> [YOUR TASKS]
**a.** In the blog post, why did the baby drink from a sippy cup?
**b.** Write out the blog post's stretch from "I am sure there" through "No, okay then.", word for word.

> [PAGE TEXT]
= = =
We had a few firsts today. We drank from a sippy, since he is refusing a bottle, tried prunes, and and cut the boy’s hair! Last month it all fell out, except this little patch right at the top of his head and of course the mullet. The top just kept growing and growing. I am afraid of trimming the back, that is some super soft baby flesh back there. If I were to nick him,, oh the tears I would cry! Here is a before and after… looks like a little buzz cut now.
Okay now, it is only fair if I now out myself. Stuff that I do that makes Mike KraZe!
1. My half of the closet is a sty! I always have a pile on the floor. Its mostly because I don’t have enough drawer space but still, I could pick it up. My half is of course what you have to trip over to get to his side. I try to keep the clothes folded that are on the floor but it is still a bit of a mess.
2. I leave my dishes at the computer desk, its usually cluttered in magazine clippings, recipes, and scrapbook stuff, despite the fact this is a shared space, I totally own it.
3. I don’t put his t-shirts away right. He has 3 drawers and 2 bins for t-shirts, I’ll be damned if I can remember his categories. Plain white and workout are as good as it gets.
4. I go behind him after he does the dishes and re-wipe the counters. He hates that but he leaves puddles all over.
5. The top of my head flys right off if the dog licks his foot for more than 8 seconds. I yell at him to stop 12 times per day. Mike thinks I need to get over/used to it, dog is early 8 and I still cant take it.
6. I let candles burn all day, and in rooms I am not in! On elevated, safe surfaces. Oh NO! (this should have been on his list- as soon as I turn my back he blows them out)
I am sure there are more, but right now that’s all I can come up with.
Since I have nothing to write about today, unless you would like to hear about my trip to the grocery store?? No, okay then.
Let’s out some crap that our husbands do that drive us crazy. (Love you babe!) But by crap I mean stuff that’s pretty lame and not really worth complaining about but makes us nuts all the same. I can do this because Mike knows, I don’t pull any punches or use a poker face. he knows… and he reads this so I am really putting my butt on the line. In his defence, he tries to correct his little habits but he has a hard time remembering, and I am SUPER picky, so there’s that. In fact, I see a lot of this face…
1. He trims his sideburns over my sink (where the outlet is) and NEVAH rinses the hair.
= = =
> [DATA EXCERPTS]
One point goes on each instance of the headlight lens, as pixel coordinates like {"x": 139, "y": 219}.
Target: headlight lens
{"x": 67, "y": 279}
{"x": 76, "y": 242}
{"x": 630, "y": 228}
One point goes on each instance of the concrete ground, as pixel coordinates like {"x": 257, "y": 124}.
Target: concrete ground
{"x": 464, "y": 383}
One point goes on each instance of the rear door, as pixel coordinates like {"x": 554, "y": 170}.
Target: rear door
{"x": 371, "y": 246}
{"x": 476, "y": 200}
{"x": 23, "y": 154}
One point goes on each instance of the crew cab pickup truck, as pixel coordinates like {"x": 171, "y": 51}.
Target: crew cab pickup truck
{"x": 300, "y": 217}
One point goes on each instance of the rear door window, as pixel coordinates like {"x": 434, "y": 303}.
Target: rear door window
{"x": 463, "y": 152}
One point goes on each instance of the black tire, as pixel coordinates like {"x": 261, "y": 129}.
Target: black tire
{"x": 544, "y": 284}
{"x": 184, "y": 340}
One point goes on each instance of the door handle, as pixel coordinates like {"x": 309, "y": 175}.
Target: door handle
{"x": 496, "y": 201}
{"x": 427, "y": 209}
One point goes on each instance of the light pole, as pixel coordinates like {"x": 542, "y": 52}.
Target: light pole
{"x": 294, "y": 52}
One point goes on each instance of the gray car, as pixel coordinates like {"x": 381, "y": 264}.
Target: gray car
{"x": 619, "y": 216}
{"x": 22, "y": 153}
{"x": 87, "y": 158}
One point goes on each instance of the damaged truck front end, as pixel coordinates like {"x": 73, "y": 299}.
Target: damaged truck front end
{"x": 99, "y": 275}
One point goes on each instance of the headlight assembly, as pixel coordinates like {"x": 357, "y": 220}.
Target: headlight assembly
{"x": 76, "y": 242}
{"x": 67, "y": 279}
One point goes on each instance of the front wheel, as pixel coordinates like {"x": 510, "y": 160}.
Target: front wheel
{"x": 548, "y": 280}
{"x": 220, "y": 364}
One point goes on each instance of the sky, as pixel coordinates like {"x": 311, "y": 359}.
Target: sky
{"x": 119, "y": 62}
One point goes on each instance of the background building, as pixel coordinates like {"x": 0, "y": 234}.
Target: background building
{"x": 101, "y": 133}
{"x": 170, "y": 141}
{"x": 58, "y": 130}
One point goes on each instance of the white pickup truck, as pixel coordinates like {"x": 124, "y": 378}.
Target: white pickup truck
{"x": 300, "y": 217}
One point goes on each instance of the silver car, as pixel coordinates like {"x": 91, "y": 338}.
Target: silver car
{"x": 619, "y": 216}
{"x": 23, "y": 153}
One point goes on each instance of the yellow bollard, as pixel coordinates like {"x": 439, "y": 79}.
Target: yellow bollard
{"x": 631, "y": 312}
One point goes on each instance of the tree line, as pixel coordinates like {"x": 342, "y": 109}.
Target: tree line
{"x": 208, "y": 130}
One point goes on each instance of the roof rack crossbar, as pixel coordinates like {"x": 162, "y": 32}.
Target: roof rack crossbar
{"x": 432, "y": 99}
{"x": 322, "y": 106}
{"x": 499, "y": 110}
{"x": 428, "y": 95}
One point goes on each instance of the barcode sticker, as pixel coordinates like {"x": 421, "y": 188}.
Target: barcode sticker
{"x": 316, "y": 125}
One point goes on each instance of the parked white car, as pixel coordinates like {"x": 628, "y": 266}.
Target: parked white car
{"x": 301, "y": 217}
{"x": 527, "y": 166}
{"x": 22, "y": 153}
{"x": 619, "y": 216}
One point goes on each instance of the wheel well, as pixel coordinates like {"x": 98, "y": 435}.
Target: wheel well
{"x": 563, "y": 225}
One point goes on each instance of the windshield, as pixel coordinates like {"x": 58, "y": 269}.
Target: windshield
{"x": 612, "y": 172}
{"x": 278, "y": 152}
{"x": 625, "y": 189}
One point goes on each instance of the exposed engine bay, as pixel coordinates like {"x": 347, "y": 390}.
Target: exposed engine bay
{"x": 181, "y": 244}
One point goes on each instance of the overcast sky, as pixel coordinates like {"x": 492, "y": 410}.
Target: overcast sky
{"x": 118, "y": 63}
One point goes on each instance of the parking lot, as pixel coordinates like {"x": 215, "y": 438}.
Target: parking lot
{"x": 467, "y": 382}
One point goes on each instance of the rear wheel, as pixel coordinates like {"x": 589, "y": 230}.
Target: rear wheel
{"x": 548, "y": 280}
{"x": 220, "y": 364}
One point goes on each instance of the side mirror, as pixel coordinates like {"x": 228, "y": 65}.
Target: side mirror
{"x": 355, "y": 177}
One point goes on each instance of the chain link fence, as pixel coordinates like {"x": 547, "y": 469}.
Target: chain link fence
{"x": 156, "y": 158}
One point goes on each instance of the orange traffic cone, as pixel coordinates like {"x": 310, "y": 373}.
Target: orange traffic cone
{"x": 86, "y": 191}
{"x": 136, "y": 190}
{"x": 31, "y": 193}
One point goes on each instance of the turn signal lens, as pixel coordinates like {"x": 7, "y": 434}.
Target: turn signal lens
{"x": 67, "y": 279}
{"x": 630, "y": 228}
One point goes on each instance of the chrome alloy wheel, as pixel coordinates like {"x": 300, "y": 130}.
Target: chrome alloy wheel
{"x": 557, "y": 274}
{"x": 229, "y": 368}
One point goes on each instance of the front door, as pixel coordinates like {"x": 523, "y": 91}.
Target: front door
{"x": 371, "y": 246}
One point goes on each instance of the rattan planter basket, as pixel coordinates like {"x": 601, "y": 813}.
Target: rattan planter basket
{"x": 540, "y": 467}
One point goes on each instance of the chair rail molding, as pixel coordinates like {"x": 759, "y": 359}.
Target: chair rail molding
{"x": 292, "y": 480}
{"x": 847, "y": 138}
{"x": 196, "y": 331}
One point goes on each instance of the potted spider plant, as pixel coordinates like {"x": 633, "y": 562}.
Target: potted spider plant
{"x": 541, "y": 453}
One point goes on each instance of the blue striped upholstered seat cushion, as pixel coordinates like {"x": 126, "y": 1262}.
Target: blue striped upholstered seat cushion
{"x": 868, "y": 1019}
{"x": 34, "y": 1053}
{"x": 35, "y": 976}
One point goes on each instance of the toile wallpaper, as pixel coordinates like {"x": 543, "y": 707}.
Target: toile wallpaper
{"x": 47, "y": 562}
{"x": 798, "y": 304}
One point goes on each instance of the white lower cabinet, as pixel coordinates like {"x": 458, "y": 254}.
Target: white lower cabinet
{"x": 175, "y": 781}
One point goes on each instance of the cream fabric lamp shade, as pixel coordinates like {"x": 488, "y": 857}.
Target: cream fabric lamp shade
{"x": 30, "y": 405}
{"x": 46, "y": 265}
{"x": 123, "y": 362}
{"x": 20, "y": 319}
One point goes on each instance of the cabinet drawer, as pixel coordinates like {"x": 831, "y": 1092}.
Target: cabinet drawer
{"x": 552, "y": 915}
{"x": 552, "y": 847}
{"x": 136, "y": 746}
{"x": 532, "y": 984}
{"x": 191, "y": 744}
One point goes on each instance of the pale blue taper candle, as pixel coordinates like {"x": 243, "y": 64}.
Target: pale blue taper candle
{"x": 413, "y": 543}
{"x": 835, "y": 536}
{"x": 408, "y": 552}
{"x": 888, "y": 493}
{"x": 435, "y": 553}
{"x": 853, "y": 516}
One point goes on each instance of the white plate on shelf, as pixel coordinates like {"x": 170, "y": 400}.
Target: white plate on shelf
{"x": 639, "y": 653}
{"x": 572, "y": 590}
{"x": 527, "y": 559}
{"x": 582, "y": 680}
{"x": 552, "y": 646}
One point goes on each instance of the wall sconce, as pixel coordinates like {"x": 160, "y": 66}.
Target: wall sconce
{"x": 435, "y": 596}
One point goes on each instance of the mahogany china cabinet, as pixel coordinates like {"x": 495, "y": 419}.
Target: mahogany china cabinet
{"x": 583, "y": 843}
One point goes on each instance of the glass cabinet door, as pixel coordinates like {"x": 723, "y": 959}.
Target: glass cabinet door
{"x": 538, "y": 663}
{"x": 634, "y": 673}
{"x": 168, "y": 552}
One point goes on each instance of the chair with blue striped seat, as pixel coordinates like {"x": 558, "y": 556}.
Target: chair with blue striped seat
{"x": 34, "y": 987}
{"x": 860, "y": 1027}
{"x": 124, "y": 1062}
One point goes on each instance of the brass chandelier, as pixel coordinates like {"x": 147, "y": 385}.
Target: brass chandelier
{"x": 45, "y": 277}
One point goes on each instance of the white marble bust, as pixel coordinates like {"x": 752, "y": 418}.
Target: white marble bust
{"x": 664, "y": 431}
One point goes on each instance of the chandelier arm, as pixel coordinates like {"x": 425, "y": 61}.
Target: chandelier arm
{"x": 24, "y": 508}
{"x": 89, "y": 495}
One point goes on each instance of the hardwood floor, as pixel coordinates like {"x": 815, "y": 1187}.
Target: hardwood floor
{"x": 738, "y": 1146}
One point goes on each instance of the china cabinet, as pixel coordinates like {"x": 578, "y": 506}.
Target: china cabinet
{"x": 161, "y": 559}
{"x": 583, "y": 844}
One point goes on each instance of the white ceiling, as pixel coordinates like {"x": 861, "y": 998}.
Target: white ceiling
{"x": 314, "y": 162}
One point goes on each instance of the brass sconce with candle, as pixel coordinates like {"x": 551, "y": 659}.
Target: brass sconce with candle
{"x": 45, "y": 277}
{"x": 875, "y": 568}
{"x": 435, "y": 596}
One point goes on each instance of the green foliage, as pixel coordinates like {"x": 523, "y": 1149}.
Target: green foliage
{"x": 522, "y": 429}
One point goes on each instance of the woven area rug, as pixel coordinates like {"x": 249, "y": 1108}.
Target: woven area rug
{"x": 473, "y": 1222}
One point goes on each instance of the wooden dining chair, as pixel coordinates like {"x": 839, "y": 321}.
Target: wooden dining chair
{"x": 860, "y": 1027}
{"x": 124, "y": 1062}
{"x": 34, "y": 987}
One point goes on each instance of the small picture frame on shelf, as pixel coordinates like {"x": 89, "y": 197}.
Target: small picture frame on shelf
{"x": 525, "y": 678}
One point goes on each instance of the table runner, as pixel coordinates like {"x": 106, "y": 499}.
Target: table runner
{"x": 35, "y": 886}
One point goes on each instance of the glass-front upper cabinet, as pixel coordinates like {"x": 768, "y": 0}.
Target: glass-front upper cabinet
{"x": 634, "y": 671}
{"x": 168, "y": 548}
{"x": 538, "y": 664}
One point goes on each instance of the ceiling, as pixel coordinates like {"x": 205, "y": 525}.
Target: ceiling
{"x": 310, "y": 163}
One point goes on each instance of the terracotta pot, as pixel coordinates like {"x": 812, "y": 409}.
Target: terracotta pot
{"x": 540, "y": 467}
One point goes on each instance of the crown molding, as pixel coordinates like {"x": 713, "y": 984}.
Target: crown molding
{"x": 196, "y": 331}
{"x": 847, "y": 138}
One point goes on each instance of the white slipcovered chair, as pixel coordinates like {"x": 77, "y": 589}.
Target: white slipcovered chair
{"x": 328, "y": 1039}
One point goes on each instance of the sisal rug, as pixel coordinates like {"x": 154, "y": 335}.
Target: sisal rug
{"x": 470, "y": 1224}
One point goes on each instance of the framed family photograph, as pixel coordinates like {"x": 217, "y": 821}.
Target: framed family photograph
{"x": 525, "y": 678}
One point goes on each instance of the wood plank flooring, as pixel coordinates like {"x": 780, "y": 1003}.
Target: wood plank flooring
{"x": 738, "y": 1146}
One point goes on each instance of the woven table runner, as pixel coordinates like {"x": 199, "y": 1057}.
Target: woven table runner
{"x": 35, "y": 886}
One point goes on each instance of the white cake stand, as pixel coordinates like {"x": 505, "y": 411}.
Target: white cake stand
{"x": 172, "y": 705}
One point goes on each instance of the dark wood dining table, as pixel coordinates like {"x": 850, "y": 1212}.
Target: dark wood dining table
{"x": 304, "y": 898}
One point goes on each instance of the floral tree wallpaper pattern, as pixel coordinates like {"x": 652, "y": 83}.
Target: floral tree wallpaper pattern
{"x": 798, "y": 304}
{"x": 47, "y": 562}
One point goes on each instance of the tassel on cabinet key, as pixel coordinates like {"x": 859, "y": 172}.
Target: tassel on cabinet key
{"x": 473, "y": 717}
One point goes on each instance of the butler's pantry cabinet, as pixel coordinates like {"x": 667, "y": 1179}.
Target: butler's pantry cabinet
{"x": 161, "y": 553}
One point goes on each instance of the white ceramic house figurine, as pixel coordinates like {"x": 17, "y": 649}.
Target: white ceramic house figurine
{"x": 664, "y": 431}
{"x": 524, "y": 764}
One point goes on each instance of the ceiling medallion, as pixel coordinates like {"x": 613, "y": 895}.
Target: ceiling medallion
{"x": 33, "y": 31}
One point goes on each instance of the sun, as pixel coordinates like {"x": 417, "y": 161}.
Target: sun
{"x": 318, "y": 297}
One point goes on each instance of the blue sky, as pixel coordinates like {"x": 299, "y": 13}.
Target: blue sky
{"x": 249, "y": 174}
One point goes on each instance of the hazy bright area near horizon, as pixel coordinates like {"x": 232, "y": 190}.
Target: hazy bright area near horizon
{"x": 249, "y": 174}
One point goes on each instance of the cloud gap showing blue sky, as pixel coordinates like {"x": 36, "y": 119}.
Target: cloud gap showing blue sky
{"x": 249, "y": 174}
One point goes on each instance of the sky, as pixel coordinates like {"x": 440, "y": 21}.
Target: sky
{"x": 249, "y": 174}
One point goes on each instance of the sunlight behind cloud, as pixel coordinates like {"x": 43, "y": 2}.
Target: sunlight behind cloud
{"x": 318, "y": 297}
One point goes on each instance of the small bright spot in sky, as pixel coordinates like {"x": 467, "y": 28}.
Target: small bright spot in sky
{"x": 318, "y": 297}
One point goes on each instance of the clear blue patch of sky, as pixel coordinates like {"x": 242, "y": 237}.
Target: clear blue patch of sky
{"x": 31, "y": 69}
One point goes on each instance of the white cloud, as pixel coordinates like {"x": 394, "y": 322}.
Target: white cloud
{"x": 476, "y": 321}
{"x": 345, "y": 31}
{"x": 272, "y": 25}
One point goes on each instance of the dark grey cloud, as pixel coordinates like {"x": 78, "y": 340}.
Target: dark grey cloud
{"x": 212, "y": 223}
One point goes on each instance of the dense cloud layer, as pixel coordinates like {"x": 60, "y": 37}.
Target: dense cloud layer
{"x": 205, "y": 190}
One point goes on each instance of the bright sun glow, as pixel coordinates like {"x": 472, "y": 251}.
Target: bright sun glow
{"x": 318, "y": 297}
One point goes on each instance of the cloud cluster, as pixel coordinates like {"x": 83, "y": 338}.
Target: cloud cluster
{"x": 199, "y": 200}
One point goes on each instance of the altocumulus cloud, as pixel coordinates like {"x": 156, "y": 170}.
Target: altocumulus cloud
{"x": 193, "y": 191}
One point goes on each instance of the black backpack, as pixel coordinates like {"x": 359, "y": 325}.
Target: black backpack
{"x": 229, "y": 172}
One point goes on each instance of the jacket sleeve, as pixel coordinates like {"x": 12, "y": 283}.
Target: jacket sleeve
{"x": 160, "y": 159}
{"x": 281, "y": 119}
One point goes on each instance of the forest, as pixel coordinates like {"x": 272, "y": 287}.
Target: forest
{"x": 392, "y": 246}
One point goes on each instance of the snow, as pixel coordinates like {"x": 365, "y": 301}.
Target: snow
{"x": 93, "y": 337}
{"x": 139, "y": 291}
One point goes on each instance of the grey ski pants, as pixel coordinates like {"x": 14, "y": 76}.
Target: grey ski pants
= = =
> [FINAL ANSWERS]
**a.** He is refusing a bottle.

**b.**
I am sure there are more, but right now that’s all I can come up with.
Since I have nothing to write about today, unless you would like to hear about my trip to the grocery store?? No, okay then.